Format the lines below, from the one containing "[seg] truck wheel" through the final line inclusive, as a Markdown table with the columns No. and Line, numbering each row and leaving out blank lines.

Lines of data
[BEGIN]
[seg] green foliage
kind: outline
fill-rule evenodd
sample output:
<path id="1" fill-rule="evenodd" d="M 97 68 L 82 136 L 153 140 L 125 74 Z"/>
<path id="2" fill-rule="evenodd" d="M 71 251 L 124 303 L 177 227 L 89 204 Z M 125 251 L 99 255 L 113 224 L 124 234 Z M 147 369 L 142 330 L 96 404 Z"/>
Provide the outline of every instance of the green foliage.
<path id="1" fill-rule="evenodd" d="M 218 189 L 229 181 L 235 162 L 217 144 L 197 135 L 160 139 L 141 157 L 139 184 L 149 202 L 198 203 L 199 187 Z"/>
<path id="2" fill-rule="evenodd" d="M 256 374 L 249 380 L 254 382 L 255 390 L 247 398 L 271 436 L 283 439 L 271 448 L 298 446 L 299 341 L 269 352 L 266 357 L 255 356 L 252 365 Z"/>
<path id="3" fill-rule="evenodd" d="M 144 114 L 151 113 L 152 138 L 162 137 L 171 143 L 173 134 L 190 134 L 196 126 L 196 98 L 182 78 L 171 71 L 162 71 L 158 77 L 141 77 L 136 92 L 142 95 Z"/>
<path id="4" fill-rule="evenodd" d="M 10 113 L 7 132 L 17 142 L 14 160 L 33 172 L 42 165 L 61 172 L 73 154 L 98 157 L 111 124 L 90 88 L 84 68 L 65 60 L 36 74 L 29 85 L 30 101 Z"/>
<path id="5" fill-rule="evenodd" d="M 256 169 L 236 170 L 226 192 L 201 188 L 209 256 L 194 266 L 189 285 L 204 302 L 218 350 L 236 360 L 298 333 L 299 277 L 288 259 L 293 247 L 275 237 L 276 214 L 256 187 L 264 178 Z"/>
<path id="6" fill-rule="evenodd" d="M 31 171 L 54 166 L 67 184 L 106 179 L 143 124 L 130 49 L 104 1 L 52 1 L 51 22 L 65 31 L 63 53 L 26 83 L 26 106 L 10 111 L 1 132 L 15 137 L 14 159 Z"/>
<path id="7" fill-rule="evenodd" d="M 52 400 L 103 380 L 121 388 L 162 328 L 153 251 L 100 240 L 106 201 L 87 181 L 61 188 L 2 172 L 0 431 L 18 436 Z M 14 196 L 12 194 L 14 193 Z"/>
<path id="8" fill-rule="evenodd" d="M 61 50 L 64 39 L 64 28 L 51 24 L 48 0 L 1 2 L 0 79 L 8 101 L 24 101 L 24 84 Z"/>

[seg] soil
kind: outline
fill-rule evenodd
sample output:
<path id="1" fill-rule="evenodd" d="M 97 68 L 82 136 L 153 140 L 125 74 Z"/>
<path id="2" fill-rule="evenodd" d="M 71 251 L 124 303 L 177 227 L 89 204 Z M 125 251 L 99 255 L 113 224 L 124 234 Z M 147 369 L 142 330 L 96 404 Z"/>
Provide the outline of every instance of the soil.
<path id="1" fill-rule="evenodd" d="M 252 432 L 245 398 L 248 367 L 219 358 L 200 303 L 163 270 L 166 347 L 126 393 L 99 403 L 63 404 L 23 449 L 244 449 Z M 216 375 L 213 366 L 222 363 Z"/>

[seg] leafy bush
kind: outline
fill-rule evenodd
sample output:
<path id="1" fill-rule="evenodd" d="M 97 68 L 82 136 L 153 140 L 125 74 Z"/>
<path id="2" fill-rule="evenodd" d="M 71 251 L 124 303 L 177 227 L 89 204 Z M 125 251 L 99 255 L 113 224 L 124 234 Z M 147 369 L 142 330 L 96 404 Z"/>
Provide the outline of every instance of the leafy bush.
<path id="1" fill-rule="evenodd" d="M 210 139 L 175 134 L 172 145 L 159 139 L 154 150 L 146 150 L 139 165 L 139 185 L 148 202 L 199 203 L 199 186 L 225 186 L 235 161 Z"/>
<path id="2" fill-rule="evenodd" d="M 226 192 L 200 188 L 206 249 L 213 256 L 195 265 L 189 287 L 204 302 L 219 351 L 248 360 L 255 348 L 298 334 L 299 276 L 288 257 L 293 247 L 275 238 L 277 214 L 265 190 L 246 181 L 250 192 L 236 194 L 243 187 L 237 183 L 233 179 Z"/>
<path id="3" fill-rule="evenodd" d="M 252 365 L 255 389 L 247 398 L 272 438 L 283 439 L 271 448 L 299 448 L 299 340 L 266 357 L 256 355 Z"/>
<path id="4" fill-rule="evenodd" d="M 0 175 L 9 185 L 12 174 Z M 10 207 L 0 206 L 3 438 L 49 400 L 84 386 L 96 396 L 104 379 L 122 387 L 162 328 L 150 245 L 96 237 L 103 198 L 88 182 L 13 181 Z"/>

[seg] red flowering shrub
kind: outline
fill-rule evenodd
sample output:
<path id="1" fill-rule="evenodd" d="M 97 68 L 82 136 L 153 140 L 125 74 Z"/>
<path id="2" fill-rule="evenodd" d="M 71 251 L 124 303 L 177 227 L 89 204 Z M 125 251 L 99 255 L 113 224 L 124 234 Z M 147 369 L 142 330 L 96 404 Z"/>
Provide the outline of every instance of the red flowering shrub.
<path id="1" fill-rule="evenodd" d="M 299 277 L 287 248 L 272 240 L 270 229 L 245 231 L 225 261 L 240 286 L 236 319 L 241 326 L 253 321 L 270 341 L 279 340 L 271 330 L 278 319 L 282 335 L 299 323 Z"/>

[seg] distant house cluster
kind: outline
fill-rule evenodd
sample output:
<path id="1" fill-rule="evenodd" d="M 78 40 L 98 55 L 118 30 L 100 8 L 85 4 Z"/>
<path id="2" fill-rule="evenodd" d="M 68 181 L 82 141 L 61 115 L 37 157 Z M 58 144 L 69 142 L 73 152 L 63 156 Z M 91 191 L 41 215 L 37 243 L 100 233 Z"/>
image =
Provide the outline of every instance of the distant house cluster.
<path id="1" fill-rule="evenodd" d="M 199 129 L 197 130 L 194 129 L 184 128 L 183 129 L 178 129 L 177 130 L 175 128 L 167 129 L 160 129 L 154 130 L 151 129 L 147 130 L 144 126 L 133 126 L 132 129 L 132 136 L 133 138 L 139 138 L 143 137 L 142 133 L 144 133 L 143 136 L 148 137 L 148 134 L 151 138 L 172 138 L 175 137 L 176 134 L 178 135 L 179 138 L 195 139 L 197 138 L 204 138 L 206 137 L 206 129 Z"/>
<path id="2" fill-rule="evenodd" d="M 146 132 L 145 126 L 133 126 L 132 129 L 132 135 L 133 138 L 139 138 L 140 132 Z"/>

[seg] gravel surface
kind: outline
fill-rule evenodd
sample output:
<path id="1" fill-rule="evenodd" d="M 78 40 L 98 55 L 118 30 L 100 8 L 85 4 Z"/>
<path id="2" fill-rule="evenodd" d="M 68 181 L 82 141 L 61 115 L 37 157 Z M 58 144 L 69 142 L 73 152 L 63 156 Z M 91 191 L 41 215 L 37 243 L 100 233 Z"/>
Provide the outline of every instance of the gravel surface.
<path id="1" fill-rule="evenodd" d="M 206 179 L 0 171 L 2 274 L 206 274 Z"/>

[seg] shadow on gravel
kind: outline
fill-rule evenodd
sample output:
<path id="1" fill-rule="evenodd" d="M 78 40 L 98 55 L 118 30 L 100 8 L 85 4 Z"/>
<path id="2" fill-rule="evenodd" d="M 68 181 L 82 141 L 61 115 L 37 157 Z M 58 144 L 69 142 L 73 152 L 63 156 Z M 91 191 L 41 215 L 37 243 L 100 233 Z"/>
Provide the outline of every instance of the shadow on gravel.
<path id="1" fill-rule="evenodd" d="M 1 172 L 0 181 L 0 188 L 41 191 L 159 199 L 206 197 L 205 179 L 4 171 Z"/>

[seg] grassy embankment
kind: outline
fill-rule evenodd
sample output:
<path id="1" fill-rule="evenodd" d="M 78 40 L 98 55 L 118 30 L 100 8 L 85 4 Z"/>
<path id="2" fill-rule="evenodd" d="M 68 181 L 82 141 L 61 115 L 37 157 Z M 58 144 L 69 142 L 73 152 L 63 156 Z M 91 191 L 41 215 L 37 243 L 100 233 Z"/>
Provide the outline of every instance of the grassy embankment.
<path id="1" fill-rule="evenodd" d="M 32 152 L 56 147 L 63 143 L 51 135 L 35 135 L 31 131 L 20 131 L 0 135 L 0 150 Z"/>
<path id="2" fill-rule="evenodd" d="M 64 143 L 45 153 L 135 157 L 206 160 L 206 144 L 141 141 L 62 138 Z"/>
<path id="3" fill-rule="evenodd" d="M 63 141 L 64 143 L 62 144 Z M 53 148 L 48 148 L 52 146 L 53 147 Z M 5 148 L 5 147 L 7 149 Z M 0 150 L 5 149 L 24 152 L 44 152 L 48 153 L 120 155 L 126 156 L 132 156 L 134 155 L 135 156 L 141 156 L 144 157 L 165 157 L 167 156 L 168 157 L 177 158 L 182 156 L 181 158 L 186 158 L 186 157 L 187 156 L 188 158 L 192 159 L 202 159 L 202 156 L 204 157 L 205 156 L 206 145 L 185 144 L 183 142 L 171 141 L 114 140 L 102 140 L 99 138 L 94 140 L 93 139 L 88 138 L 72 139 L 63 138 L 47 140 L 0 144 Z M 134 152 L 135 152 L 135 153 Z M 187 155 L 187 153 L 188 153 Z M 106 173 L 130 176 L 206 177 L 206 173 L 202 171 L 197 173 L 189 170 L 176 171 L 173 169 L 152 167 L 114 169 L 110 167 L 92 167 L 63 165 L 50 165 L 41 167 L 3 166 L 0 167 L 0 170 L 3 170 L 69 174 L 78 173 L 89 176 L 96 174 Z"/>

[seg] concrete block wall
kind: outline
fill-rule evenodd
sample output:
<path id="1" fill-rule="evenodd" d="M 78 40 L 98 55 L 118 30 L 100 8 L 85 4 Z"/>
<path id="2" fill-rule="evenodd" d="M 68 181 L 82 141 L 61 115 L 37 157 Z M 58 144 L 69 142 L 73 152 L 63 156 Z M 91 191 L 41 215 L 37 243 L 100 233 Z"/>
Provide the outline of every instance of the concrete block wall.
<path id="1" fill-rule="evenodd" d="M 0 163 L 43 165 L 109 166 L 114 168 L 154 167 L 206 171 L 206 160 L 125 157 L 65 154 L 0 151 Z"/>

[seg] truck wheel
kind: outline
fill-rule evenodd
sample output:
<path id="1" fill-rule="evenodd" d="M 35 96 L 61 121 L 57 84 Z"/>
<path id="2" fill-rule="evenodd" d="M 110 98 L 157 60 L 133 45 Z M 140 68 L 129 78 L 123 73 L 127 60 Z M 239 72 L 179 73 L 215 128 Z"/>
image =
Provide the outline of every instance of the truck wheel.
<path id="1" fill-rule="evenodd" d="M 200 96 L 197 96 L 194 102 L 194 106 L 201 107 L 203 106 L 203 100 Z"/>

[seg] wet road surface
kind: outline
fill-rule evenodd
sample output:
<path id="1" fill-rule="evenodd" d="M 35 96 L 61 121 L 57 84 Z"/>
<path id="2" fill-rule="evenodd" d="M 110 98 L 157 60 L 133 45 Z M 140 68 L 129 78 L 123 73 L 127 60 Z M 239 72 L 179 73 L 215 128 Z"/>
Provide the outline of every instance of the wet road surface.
[END]
=== OUTPUT BELOW ===
| No. | Line |
|---|---|
| 1 | [seg] truck wheel |
| 2 | kind: outline |
| 3 | fill-rule evenodd |
| 4 | sample output: |
| 5 | <path id="1" fill-rule="evenodd" d="M 35 96 L 61 121 L 57 84 Z"/> |
| 6 | <path id="2" fill-rule="evenodd" d="M 110 98 L 157 60 L 133 45 Z M 140 68 L 129 78 L 123 73 L 127 60 Z M 239 72 L 179 73 L 215 128 Z"/> |
| 7 | image = |
| 8 | Provide the outline of every instance of the truck wheel. |
| 9 | <path id="1" fill-rule="evenodd" d="M 200 96 L 197 96 L 194 102 L 194 106 L 201 107 L 203 106 L 203 100 Z"/> |
| 10 | [seg] wet road surface |
| 11 | kind: outline |
| 12 | fill-rule evenodd |
| 13 | sample output: |
| 14 | <path id="1" fill-rule="evenodd" d="M 35 96 L 61 121 L 57 84 Z"/> |
| 15 | <path id="2" fill-rule="evenodd" d="M 110 98 L 157 60 L 133 45 Z M 140 68 L 129 78 L 123 73 L 127 60 Z M 239 72 L 179 73 L 215 128 Z"/> |
| 16 | Provide the outline of every instance of the wet road surface. |